--- Exercise brief ---
According to the passage on Renfrew–Collingwood, which two public high schools serve the neighborhood?

(Source passage)

The wooded area around Still Creek has been preserved as Renfrew Ravine Park, and features walking trails, footbridges, and a meditation labyrinth. The neighbourhood features two public library branches (Collingwood and Renfrew), as well as a community centre and public pool at the Renfrew site. In addition, Collingwood Neighbourhood House, located at the Joyce Skytrain Station, offers programs for children and families. Norquay Park, Slocan Park and Renfrew Community Park all feature playgrounds and sports fields, and in recent years the Renfrew Ravine Moon Festival – a lantern festival – has taken place in Slocan and Renfrew Ravine parks in September. Graham Bruce, Grenfell, Carleton, Norquay, Nootka, and Renfrew are the public elementary schools in Renfrew–Collingwood; Windermere, and Vancouver Technical are its public high schools. Renfrew–Collingwood also features a private high school in the form of the Vancouver Formosa Academy, a school designed to meet the specific needs of students new to Canada. Finally, Renfrew–Collingwood features certain specialty stores which attract shoppers from across the Lower Mainland: at the corner of Kingsway and Earles, for example, the Purdy's Chocolate Factory sits across from Harvey's Appliances, and the site of the former Avalon Dairy is also nearby, just outside the Renfrew–Collingwood boundary at 43rd Avenue and Wales Street, where the original farmhouse still stands, bearing a heritage plaque.

(End Source passage)
(Information provided)

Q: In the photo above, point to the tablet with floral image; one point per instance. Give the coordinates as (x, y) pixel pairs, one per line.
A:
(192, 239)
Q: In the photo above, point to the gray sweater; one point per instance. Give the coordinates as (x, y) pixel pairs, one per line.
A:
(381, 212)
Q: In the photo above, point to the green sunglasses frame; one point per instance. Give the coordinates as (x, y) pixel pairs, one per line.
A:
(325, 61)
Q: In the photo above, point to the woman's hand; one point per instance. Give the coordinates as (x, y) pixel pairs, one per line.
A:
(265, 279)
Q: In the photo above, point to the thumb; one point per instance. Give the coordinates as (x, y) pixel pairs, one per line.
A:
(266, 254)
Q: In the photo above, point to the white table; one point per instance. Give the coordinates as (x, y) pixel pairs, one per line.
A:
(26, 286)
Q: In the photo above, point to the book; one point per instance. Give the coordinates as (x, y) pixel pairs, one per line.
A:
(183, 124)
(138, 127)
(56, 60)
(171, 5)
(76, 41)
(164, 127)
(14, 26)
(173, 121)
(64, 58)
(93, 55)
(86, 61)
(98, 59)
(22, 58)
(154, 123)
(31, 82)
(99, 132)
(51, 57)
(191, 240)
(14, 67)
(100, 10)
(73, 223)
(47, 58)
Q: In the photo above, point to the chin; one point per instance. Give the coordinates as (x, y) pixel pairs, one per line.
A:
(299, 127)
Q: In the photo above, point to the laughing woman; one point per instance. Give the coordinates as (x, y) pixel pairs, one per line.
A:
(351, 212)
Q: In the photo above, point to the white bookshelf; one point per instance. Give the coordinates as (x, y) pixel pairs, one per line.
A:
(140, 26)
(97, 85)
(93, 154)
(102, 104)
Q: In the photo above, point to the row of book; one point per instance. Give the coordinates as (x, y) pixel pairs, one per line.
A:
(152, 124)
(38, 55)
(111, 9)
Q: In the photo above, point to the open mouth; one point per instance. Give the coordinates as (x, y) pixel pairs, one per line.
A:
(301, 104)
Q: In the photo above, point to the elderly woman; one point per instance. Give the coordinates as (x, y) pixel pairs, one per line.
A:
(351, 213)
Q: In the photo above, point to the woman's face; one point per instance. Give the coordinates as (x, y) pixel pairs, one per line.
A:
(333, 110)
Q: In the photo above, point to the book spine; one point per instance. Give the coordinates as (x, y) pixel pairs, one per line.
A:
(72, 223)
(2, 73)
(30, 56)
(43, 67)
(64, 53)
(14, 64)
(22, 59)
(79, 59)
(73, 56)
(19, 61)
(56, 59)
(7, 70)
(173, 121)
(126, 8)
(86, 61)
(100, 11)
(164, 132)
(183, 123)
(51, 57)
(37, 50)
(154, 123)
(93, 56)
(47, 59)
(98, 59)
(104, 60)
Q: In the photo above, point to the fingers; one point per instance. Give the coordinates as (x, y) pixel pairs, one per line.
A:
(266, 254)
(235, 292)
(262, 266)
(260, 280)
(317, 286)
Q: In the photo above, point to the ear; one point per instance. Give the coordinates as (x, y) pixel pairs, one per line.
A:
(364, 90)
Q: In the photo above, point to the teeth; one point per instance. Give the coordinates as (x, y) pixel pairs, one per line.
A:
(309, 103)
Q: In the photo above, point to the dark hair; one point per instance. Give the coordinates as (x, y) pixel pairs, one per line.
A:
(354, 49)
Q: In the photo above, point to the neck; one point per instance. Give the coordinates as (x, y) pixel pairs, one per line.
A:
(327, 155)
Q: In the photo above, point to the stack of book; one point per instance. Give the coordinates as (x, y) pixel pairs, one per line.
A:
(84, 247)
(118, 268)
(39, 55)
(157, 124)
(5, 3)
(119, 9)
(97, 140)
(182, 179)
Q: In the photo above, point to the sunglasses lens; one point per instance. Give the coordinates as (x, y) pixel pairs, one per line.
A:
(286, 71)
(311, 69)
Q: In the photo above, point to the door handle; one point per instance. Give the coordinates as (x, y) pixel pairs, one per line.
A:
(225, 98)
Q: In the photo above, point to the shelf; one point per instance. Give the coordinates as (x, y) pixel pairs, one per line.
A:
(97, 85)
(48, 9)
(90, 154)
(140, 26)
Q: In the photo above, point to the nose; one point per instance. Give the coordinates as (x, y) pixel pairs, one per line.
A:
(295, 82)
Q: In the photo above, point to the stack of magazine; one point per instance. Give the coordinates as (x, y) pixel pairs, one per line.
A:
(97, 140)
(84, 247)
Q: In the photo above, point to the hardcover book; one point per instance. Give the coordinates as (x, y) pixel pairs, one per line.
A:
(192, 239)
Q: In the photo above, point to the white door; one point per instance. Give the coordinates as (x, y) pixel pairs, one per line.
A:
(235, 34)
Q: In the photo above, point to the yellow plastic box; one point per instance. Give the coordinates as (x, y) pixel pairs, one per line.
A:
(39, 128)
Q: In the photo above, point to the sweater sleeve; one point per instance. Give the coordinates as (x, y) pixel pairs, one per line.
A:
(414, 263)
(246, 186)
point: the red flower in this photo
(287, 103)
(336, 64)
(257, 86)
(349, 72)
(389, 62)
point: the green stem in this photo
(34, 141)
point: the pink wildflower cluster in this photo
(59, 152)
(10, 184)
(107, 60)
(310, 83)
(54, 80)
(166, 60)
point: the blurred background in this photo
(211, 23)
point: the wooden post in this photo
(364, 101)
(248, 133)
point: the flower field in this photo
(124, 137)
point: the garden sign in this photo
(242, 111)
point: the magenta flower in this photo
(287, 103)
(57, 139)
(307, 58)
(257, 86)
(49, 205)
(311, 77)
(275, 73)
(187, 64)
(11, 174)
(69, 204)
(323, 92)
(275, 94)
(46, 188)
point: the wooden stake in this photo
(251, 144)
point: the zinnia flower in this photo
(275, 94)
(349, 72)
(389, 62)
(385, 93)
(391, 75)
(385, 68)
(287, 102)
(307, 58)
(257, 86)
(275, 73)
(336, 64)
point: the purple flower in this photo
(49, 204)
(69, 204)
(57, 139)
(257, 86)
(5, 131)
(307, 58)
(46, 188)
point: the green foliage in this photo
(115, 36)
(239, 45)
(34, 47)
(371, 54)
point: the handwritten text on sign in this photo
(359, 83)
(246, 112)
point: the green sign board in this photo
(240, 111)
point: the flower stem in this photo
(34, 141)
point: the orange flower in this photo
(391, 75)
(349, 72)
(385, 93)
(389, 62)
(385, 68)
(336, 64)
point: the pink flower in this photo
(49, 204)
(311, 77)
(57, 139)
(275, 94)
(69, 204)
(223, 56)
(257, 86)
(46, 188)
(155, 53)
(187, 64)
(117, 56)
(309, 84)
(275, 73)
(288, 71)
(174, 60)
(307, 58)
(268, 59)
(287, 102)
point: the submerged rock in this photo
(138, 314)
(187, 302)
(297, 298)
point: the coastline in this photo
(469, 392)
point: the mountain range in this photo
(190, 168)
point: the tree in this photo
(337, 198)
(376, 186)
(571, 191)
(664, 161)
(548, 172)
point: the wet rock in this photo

(End Information provided)

--- Result ---
Windermere and Vancouver Technical